Start of Entries provided

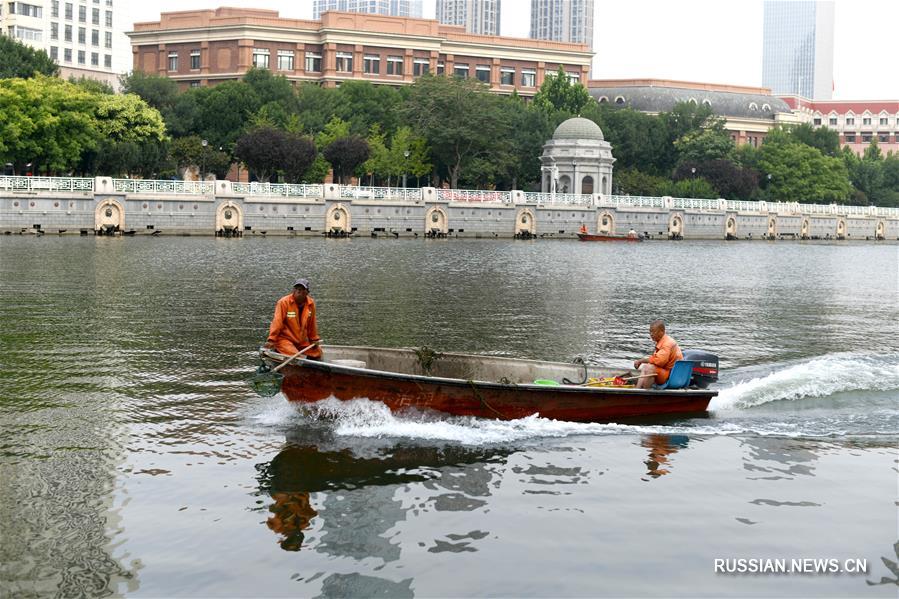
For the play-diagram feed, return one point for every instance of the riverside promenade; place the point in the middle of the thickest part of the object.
(107, 206)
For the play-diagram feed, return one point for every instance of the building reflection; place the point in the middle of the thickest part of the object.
(359, 487)
(661, 447)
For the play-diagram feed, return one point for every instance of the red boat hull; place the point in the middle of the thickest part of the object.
(592, 237)
(309, 381)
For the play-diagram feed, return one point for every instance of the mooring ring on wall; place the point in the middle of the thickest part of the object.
(525, 222)
(338, 219)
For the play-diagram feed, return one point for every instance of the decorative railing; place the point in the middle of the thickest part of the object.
(409, 194)
(405, 194)
(46, 183)
(302, 190)
(163, 186)
(474, 195)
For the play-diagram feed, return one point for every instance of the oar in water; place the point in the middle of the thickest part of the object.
(267, 381)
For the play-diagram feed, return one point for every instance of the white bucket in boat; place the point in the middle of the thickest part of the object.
(353, 363)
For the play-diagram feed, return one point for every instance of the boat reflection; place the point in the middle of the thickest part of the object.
(306, 466)
(661, 447)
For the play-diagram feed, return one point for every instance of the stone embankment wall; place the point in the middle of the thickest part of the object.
(137, 207)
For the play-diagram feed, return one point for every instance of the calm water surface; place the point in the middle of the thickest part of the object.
(136, 461)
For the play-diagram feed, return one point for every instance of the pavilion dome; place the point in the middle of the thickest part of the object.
(578, 128)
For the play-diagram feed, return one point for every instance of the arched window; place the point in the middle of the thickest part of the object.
(587, 185)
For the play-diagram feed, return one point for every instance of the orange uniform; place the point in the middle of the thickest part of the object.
(293, 327)
(667, 353)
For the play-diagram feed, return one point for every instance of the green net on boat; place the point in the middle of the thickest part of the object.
(265, 382)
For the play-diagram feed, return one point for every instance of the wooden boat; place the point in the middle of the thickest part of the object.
(480, 386)
(598, 237)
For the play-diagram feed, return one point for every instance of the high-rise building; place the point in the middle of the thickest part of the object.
(477, 16)
(84, 39)
(393, 8)
(563, 21)
(797, 49)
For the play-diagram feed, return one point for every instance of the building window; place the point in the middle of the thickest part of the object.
(528, 78)
(371, 64)
(313, 62)
(260, 58)
(285, 60)
(394, 65)
(344, 62)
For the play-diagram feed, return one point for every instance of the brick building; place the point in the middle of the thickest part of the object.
(204, 47)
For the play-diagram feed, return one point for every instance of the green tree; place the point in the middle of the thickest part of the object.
(459, 118)
(557, 93)
(20, 61)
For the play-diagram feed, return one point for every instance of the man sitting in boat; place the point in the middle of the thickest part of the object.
(293, 327)
(662, 361)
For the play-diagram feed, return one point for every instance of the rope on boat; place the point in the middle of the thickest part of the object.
(484, 401)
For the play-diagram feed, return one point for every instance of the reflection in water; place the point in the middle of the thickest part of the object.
(367, 478)
(660, 448)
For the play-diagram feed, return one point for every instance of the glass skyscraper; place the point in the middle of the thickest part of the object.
(797, 49)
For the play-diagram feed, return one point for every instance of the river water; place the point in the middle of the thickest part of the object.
(135, 460)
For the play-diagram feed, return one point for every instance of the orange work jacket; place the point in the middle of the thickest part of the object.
(667, 353)
(293, 327)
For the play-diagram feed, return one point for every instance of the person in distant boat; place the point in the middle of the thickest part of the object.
(661, 361)
(293, 327)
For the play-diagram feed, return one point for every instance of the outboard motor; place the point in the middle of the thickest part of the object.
(705, 367)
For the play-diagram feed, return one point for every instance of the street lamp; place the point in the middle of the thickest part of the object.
(203, 167)
(405, 160)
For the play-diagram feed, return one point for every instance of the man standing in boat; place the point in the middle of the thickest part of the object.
(293, 327)
(659, 363)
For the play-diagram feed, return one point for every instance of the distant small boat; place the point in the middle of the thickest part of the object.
(598, 237)
(487, 386)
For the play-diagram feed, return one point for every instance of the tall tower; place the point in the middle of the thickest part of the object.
(477, 16)
(394, 8)
(797, 48)
(563, 21)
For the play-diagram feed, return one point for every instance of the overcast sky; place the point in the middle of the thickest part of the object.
(709, 41)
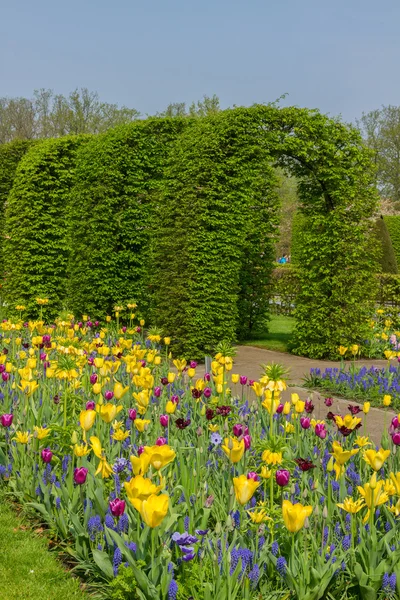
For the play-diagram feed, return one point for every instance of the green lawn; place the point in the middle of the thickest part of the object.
(28, 571)
(278, 336)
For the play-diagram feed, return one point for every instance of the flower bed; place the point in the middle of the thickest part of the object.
(168, 483)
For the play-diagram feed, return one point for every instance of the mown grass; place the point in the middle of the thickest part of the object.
(28, 570)
(278, 336)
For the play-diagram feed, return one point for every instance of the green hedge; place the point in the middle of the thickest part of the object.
(10, 156)
(36, 248)
(393, 225)
(117, 182)
(388, 260)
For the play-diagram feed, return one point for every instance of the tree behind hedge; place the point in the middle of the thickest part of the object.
(110, 221)
(36, 247)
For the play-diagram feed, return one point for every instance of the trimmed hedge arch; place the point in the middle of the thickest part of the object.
(36, 249)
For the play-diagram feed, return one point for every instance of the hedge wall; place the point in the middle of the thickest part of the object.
(118, 177)
(215, 224)
(393, 225)
(387, 258)
(10, 156)
(36, 249)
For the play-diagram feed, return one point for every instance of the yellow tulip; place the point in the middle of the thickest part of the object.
(375, 459)
(42, 432)
(160, 456)
(272, 458)
(154, 509)
(342, 456)
(170, 407)
(120, 390)
(295, 515)
(108, 411)
(351, 506)
(140, 464)
(244, 488)
(86, 419)
(366, 407)
(233, 449)
(141, 424)
(387, 400)
(22, 437)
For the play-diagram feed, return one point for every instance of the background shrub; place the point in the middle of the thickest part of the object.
(36, 248)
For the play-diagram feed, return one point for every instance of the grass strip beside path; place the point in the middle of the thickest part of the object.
(28, 571)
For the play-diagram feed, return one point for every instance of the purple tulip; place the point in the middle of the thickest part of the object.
(164, 420)
(247, 442)
(320, 431)
(282, 477)
(117, 507)
(46, 455)
(396, 438)
(305, 422)
(6, 420)
(80, 474)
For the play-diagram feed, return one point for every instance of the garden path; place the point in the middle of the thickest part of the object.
(249, 359)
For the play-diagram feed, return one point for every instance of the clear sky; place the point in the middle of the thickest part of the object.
(341, 56)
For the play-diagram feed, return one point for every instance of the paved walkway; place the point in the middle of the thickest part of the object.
(248, 362)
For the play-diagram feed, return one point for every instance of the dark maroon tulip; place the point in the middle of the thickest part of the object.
(6, 420)
(80, 475)
(164, 420)
(117, 507)
(46, 455)
(305, 422)
(282, 477)
(396, 438)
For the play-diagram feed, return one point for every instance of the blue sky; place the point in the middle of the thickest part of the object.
(341, 56)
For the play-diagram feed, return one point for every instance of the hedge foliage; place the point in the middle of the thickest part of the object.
(387, 256)
(116, 191)
(10, 156)
(36, 249)
(180, 215)
(393, 224)
(215, 225)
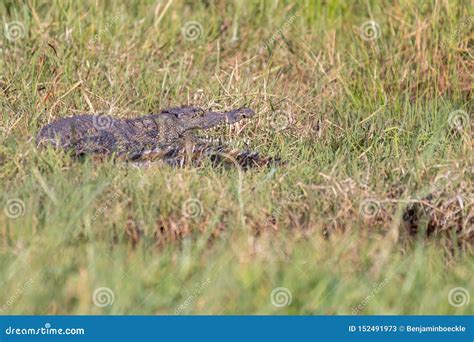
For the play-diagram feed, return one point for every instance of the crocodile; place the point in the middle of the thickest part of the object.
(168, 136)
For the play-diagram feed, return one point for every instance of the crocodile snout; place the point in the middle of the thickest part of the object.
(239, 114)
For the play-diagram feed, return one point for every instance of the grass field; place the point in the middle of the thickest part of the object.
(369, 104)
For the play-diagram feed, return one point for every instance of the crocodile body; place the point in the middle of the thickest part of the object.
(167, 136)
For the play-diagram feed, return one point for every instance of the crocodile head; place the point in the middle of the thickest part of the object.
(213, 119)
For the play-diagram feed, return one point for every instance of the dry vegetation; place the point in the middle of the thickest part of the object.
(374, 123)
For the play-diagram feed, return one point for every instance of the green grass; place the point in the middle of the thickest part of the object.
(367, 129)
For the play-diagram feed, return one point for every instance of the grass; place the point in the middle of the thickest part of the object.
(371, 214)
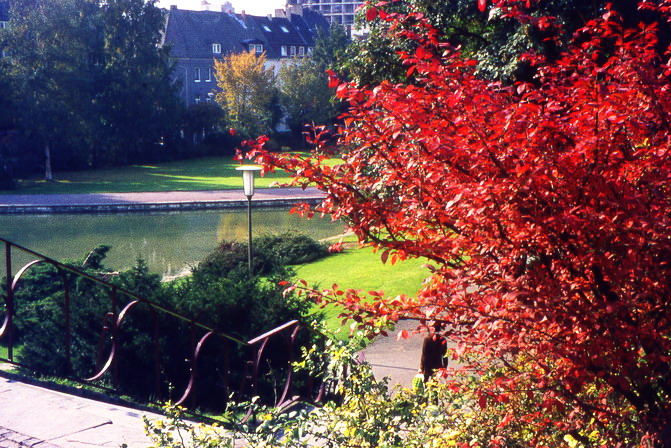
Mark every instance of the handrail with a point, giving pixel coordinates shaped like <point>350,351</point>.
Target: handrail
<point>112,327</point>
<point>121,290</point>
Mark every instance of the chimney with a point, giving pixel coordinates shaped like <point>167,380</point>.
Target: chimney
<point>227,8</point>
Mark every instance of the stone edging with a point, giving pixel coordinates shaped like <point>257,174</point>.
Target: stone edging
<point>12,439</point>
<point>149,207</point>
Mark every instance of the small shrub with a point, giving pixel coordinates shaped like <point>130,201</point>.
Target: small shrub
<point>230,257</point>
<point>290,248</point>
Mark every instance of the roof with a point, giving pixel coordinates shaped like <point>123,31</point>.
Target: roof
<point>4,11</point>
<point>191,34</point>
<point>308,24</point>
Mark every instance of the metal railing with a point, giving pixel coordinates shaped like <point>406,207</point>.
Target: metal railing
<point>109,353</point>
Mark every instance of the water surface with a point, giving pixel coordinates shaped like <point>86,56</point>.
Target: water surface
<point>169,241</point>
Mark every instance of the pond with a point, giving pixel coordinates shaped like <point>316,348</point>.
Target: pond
<point>169,242</point>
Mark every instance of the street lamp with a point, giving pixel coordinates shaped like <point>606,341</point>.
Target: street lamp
<point>248,184</point>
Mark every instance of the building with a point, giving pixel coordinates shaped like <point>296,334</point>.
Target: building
<point>196,38</point>
<point>4,14</point>
<point>335,11</point>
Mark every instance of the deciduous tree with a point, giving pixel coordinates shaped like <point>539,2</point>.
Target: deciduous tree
<point>305,95</point>
<point>247,90</point>
<point>545,208</point>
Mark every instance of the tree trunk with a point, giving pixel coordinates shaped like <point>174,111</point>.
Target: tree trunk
<point>48,174</point>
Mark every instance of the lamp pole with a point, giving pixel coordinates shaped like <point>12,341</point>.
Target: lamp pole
<point>248,185</point>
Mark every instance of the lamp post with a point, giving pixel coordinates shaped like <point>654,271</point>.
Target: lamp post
<point>248,184</point>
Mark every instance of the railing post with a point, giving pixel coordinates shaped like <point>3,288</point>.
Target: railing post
<point>115,337</point>
<point>68,322</point>
<point>9,300</point>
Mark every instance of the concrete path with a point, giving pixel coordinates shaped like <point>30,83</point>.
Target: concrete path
<point>166,200</point>
<point>38,417</point>
<point>32,416</point>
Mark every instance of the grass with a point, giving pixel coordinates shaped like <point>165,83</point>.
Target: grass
<point>4,352</point>
<point>207,173</point>
<point>362,269</point>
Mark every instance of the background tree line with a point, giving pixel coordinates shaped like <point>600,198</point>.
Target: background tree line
<point>87,84</point>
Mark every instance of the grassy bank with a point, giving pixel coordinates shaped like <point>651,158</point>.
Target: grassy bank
<point>362,269</point>
<point>208,173</point>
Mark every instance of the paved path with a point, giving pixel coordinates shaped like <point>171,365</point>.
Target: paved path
<point>38,417</point>
<point>165,200</point>
<point>32,416</point>
<point>43,418</point>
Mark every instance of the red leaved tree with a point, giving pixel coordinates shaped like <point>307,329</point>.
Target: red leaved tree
<point>546,208</point>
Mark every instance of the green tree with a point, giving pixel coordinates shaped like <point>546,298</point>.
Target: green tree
<point>247,91</point>
<point>93,83</point>
<point>137,104</point>
<point>52,64</point>
<point>305,95</point>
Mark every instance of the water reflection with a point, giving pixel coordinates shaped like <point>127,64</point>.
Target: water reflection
<point>169,242</point>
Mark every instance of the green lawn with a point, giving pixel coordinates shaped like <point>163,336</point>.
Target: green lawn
<point>208,173</point>
<point>362,269</point>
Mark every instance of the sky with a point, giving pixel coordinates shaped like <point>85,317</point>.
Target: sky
<point>253,7</point>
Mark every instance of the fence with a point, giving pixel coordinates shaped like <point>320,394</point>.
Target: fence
<point>122,304</point>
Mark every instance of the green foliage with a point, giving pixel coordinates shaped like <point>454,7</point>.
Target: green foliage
<point>228,300</point>
<point>230,258</point>
<point>366,413</point>
<point>496,42</point>
<point>305,95</point>
<point>291,248</point>
<point>247,92</point>
<point>91,85</point>
<point>330,47</point>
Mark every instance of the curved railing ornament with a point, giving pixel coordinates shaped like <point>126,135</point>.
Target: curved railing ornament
<point>109,349</point>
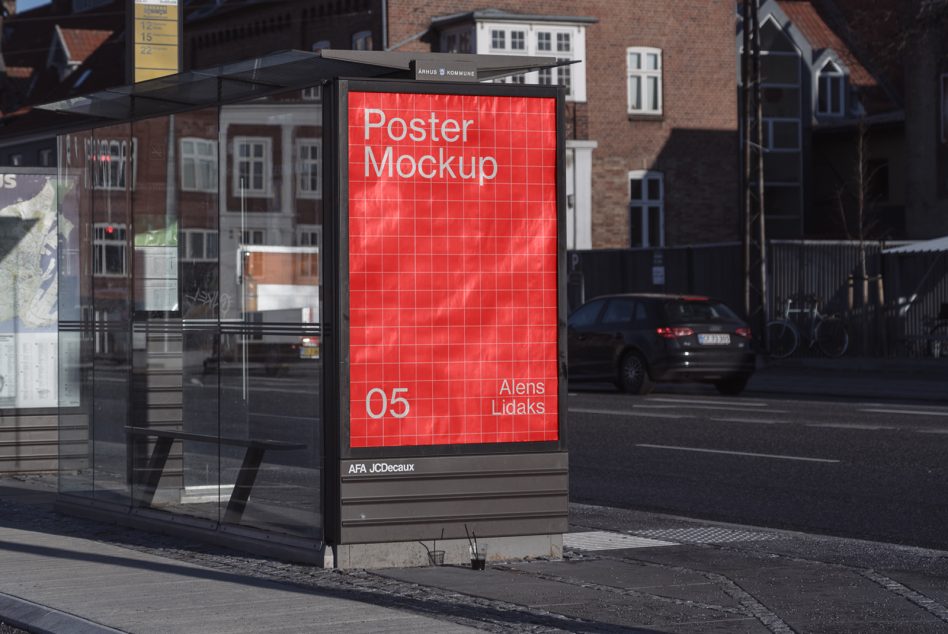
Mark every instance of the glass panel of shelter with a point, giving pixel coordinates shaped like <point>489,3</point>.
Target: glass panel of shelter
<point>111,170</point>
<point>200,389</point>
<point>76,332</point>
<point>270,368</point>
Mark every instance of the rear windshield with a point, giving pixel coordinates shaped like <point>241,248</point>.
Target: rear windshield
<point>700,311</point>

End of Entries provided

> **Try it**
Look above for the line with "Mark every instance of the concrete" and the line with "Mark every instance of the grass with". Retype those two lines and every line between them exactly, adding nothing.

> **Answer space**
Mark every instance of the concrete path with a point, giving pixel coordinates shaped like <point>30,83</point>.
Target: concrete path
<point>166,200</point>
<point>38,417</point>
<point>32,416</point>
Mark every instance of the grass with a point, giving pixel coordinates shaped like <point>165,83</point>.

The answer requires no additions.